● **Input records**
____
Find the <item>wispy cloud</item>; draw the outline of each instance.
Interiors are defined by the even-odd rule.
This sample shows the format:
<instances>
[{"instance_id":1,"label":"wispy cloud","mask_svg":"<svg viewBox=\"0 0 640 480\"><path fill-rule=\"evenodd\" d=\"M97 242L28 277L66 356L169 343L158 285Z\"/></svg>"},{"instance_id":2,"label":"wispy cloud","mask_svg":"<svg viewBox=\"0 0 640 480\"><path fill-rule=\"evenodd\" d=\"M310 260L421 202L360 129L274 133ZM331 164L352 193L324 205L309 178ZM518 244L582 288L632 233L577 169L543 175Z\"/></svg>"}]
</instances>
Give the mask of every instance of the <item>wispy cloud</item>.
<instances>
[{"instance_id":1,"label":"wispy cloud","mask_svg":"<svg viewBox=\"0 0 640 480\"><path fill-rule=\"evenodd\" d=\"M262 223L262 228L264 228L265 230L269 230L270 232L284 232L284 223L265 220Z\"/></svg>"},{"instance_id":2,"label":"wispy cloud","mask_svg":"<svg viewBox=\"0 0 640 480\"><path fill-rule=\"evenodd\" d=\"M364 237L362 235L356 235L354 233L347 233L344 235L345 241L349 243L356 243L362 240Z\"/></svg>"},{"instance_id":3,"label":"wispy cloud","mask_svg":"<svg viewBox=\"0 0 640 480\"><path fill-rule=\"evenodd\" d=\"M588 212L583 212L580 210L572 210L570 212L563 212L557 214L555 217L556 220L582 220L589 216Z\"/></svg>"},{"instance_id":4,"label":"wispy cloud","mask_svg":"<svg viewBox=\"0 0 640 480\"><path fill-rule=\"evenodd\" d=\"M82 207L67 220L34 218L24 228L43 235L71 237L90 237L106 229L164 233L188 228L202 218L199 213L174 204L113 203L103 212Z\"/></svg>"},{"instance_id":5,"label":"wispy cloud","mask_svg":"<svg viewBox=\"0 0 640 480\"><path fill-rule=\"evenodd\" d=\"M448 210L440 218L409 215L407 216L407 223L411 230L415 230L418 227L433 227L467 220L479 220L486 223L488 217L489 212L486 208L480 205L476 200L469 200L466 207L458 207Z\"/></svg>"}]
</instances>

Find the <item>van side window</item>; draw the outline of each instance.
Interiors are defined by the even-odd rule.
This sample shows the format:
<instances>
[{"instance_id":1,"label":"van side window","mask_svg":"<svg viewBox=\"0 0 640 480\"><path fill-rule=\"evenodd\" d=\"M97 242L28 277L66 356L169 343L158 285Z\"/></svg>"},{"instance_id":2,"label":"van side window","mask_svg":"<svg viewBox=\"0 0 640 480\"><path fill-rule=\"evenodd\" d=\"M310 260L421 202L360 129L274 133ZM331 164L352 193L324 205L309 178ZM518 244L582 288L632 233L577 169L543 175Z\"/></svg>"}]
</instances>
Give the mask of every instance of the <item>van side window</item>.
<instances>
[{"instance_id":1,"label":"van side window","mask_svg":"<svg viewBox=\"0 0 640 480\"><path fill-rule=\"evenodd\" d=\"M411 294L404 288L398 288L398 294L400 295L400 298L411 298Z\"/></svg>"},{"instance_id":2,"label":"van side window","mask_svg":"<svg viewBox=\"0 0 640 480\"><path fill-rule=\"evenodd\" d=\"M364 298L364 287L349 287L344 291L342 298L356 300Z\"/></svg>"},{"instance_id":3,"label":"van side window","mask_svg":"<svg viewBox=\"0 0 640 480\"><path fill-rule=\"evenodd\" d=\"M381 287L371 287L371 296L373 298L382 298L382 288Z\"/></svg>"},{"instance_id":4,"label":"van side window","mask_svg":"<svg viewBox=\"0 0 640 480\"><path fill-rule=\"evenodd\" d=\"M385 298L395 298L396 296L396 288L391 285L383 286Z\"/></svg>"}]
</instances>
____
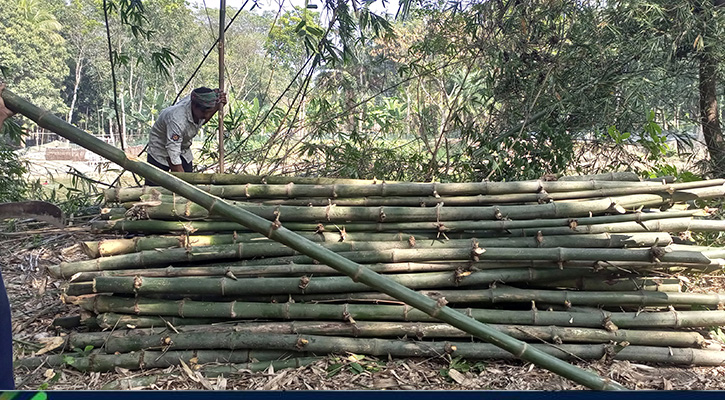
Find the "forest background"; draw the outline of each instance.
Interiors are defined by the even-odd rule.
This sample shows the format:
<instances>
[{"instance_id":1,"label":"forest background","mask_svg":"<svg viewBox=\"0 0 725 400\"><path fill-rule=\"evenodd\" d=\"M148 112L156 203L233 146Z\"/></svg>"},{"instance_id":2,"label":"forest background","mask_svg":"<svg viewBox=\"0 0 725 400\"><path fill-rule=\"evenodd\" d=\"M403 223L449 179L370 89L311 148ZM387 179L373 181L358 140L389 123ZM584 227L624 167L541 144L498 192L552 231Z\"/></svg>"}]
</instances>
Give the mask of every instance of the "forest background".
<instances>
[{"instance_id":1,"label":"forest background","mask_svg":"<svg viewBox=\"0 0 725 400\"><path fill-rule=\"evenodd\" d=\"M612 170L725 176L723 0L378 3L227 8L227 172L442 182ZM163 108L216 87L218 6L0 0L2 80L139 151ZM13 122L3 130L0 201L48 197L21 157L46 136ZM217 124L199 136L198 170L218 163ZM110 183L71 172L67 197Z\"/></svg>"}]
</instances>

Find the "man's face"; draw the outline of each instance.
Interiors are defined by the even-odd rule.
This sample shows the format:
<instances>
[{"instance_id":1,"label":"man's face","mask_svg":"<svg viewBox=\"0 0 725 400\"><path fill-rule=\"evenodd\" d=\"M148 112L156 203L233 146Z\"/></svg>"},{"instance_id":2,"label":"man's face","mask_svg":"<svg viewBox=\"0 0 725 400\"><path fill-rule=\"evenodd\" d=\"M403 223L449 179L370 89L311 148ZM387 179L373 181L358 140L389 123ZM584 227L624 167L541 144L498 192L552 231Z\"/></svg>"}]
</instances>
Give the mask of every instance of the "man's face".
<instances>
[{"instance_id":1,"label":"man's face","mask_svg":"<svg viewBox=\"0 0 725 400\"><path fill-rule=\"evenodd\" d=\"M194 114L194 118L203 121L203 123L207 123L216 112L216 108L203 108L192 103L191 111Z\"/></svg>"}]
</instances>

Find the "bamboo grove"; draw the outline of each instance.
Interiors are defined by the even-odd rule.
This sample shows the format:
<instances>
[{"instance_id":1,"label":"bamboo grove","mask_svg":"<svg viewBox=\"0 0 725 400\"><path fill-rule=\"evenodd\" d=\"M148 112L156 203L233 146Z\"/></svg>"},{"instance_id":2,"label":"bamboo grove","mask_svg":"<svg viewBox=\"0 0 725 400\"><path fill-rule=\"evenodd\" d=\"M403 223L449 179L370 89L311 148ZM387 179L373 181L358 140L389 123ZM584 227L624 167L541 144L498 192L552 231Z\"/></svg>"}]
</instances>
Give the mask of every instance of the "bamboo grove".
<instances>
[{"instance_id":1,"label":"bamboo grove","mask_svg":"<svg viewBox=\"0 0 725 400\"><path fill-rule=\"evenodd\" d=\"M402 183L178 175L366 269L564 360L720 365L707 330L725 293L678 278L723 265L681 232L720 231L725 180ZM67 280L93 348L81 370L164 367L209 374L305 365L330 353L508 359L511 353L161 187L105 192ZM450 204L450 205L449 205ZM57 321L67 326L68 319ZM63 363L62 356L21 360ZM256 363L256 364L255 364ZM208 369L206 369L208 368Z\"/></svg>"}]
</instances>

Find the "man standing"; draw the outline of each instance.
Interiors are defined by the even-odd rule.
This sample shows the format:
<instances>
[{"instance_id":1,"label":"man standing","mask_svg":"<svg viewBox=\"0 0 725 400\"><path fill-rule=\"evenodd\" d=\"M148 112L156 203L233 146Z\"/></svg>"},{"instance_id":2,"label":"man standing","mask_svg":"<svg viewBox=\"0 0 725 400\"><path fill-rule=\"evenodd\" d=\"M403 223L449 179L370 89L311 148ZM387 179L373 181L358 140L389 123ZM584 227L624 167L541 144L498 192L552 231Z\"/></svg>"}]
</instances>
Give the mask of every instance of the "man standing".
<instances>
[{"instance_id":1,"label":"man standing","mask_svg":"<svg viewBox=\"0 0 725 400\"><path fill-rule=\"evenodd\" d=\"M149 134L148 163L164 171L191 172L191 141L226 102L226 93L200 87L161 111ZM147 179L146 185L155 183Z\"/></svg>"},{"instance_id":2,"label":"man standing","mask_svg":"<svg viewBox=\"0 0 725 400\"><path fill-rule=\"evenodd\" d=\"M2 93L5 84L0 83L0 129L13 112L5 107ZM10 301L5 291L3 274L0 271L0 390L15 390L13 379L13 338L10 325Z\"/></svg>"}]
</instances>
____
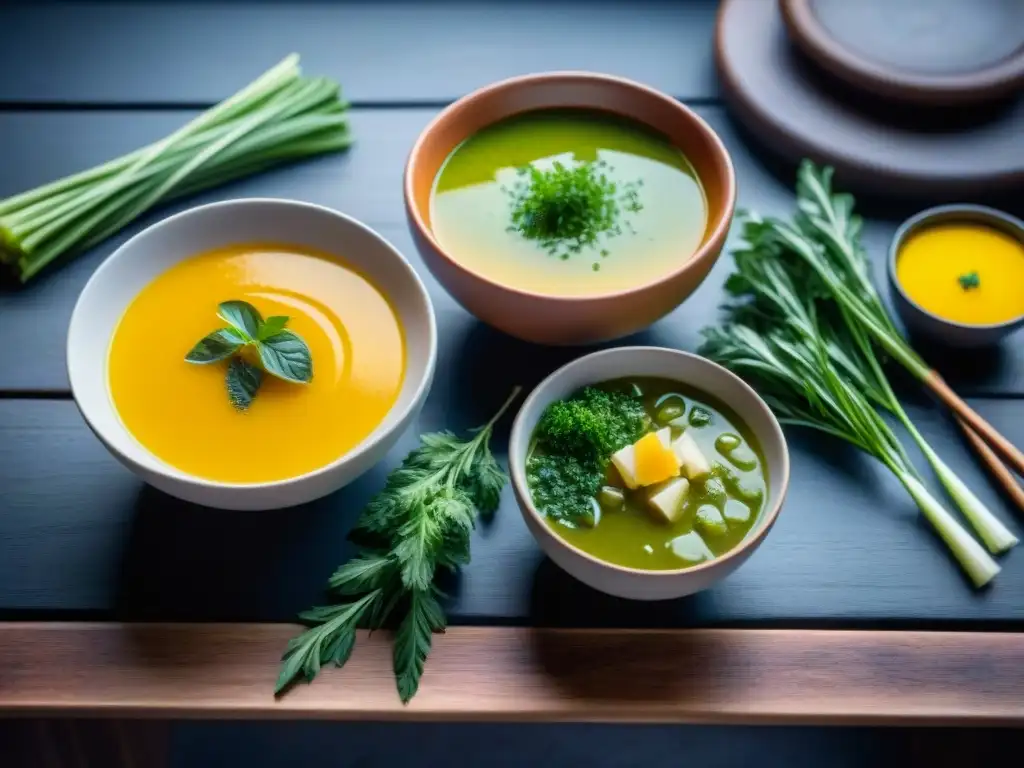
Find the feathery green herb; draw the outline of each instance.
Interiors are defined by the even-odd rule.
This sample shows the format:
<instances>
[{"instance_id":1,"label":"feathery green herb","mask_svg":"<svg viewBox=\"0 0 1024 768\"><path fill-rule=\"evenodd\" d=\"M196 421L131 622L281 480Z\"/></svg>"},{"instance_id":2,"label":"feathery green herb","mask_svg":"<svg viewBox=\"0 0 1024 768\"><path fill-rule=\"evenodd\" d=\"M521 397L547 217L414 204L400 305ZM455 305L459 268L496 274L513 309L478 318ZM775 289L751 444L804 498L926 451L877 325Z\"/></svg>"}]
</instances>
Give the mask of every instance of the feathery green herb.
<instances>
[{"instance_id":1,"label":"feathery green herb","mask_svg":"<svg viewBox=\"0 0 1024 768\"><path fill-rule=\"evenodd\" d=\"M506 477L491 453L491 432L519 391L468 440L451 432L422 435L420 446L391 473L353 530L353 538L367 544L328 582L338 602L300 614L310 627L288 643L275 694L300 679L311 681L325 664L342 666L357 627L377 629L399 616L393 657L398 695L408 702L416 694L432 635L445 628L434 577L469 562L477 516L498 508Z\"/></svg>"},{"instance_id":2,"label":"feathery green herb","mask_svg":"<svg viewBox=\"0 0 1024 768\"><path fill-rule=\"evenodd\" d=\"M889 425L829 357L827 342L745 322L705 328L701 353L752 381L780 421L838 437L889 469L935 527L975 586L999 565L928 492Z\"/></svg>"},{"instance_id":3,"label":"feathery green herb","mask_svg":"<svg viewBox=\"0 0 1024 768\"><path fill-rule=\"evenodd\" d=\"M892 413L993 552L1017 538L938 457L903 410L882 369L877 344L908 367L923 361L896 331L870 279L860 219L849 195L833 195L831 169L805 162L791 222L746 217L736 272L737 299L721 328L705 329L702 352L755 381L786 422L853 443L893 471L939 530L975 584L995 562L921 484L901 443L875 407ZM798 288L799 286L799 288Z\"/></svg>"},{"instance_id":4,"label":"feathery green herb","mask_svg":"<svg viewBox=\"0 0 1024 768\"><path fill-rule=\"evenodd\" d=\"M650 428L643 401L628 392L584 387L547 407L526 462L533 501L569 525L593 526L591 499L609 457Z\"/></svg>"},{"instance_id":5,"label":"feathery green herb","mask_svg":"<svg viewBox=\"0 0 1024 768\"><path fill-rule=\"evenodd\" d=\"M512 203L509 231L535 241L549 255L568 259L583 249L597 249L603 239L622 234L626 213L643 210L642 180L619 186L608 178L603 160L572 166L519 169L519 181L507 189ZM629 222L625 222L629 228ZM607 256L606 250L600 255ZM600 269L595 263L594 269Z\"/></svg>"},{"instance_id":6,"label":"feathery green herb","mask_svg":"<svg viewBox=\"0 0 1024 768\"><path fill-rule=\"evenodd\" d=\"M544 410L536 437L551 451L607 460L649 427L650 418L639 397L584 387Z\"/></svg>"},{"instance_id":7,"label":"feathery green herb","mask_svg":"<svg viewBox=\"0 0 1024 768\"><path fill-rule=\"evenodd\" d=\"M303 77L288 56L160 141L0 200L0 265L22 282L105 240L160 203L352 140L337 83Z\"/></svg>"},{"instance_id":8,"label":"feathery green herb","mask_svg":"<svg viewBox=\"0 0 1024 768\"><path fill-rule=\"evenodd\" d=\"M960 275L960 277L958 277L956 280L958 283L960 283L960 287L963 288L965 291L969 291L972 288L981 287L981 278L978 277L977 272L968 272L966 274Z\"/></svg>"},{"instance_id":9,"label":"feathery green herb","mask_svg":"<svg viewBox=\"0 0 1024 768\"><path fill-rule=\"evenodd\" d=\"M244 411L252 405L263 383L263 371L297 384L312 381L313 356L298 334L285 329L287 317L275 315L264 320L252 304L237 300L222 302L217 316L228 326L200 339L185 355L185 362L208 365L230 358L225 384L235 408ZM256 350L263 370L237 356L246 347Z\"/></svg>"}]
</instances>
____
● **Assignment**
Return each line of the preceding material in which "Find" can be found.

● **Solution**
Find the <item>wispy cloud</item>; draw the outline of each instance.
Find the <item>van side window</item>; draw the outline of each instance.
Find the "forest background"; draw the outline of each instance.
Find the "man's face"; draw the outline of each instance.
Find the "bamboo grove"; draw the outline of each instance.
Find the "man standing"; draw the outline of each instance.
Find the feathery green herb; draw the outline of each instance.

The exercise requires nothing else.